### ページ抜粋
本発明は、ニッケルめっき材およびその製造方法に関し、特に、パワーモジュールなどに使用する電子部品搭載基板用放熱板の材料として使用するのに適したニッケルめっき材およびその製造方法に関する。
パワーモジュールなどに使用する電子部品搭載基板用放熱板は、半導体素子などの電子部品から発生する熱を効率良く放散する必要があることから、熱伝導性に優れていることが求められており、このような放熱板として、銅や銅合金などの熱伝導性に優れた金属からなる放熱板が広く使用されている。
また、パワーモジュールなどに使用する電子部品搭載基板用放熱板は、パワーモジュールなどの組み立て時にキズが付き易く、このようなキズが目立たないようにするのが望ましく、また、電子部品搭載基板に半田付けするために、半田付け面の半田濡れ性が良好であるのが望ましい。
このような放熱板として、銅または銅合金板の表面にNiまたはNi合金めっきを施しためっき材からなる放熱板が提案されている(例えば、特許文献1および2参照)。
特開2000-64084号公報(段落番号0012) 特開2000-219996号公報(段落番号0007)
パワーモジュールなどに使用する電子部品搭載基板用放熱板としてニッケルめっき材を使用する場合、パワーモジュールなどの外部に露出したニッケルめっき材の表面の反射濃度が(無光沢ニッケルめっきのように)低過ぎたり、(光沢ニッケルめっきのように)高過ぎると、パワーモジュールなどの組み立て時にキズが付き易く、外観品質に劣ることがわかった。
また、ニッケルめっき材の半田付け面は、その面に形成するニッケルめっき皮膜の厚さを薄くして製造コストを抑えても、十分な半田濡れ性を有するとともに、半田レジストの密着性が良好であることが望まれている。
しかし、ニッケルめっき材の半田付け面の反射濃度が低過ぎたり、高過ぎると、半田濡れ性が悪くなったり、半田レジストの密着性が悪くなり易いことがわかった。
したがって、本発明は、このような従来の問題点に鑑み、外観品質が良好で半田濡れ性および半田レジストの密着性が良好なニッケルめっき材およびその製造方法を提供することを目的とする。
本発明者らは、上記課題を解決するために鋭意研究した結果、ニッケルめっき浴を使用して電気めっきを行って金属基材の両面にニッケルめっき皮膜を形成するニッケルめっき材の製造方法において、金属基材の一方の面に形成されたニッケルめっき皮膜の反射濃度が1.0~1.5になり且つ他方の面に形成されたニッケルめっき皮膜の反射濃度が0.4~0.9になるように電気めっきを行うことにより、外観品質が良好で半田濡れ性および半田レジストの密着性が良好なニッケルめっき材を製造することができることを見出し、本発明を完成するに至った。

### データ抜粋

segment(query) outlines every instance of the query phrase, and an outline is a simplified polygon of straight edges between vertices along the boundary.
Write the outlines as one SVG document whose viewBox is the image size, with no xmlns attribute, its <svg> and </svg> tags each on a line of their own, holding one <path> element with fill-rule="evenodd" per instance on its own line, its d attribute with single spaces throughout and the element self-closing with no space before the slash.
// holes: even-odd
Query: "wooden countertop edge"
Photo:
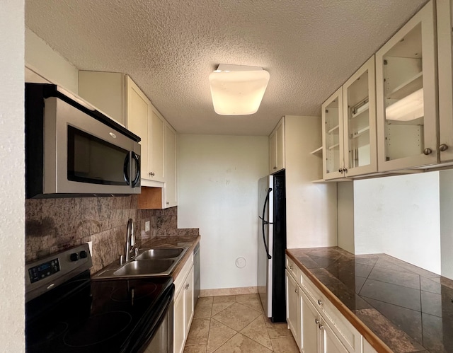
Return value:
<svg viewBox="0 0 453 353">
<path fill-rule="evenodd" d="M 201 239 L 201 236 L 198 236 L 196 238 L 196 239 L 193 241 L 193 244 L 185 252 L 185 254 L 184 255 L 184 256 L 183 256 L 183 258 L 180 260 L 180 261 L 179 262 L 176 267 L 175 267 L 175 270 L 173 270 L 173 272 L 171 272 L 173 282 L 175 282 L 175 280 L 176 279 L 178 274 L 179 274 L 179 272 L 180 272 L 181 270 L 183 270 L 183 267 L 184 267 L 184 265 L 185 265 L 185 262 L 187 262 L 188 259 L 190 256 L 190 254 L 193 253 L 193 250 L 195 248 L 195 246 L 197 246 L 197 244 L 200 243 L 200 239 Z"/>
<path fill-rule="evenodd" d="M 286 250 L 286 254 L 292 260 L 297 267 L 311 280 L 316 287 L 324 294 L 328 300 L 340 311 L 346 319 L 357 329 L 359 332 L 377 352 L 393 353 L 389 347 L 373 332 L 362 320 L 352 313 L 335 294 L 333 294 L 324 284 L 323 284 L 310 270 L 306 268 L 297 258 L 291 253 L 290 249 Z"/>
</svg>

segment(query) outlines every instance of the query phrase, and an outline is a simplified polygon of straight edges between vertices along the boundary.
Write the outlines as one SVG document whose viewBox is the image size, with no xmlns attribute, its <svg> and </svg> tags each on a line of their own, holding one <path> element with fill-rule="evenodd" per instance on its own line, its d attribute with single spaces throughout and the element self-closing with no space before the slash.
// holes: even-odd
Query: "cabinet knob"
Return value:
<svg viewBox="0 0 453 353">
<path fill-rule="evenodd" d="M 431 149 L 425 149 L 423 150 L 423 154 L 425 156 L 428 156 L 428 154 L 431 154 L 432 153 L 432 150 Z"/>
</svg>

### 演習の指示
A – ニッケルめっき材に関する文章の次の一文は、英語に訳すとどうなりますか。「しかし、ニッケルめっき材の半田付け面の反射濃度が低過ぎたり、高過ぎると、半田濡れ性が悪くなったり、半田レジストの密着性が悪くなり易いことがわかった。」
B – ニッケルめっき材に関する文章のうち、「本発明は、ニッケルめっき材お」で始まり「放熱板が広く使用されている。」まで続く部分を、「放熱板」を「ヒートシンク」に置き換えて書き直してもらえますか。
ここに並ぶエントリは、今回の作業では使いません。

### 解答
A – However, it was found that if the reflection density of the soldering surface of the nickel-plated material is too low or too high, the solder wettability tends to deteriorate or the adhesion of the solder resist tends to deteriorate.

B –
本発明は、ニッケルめっき材およびその製造方法に関し、特に、パワーモジュールなどに使用する電子部品搭載基板用ヒートシンクの材料として使用するのに適したニッケルめっき材およびその製造方法に関する。
パワーモジュールなどに使用する電子部品搭載基板用ヒートシンクは、半導体素子などの電子部品から発生する熱を効率良く放散する必要があることから、熱伝導性に優れていることが求められており、このようなヒートシンクとして、銅や銅合金などの熱伝導性に優れた金属からなるヒートシンクが広く使用されている。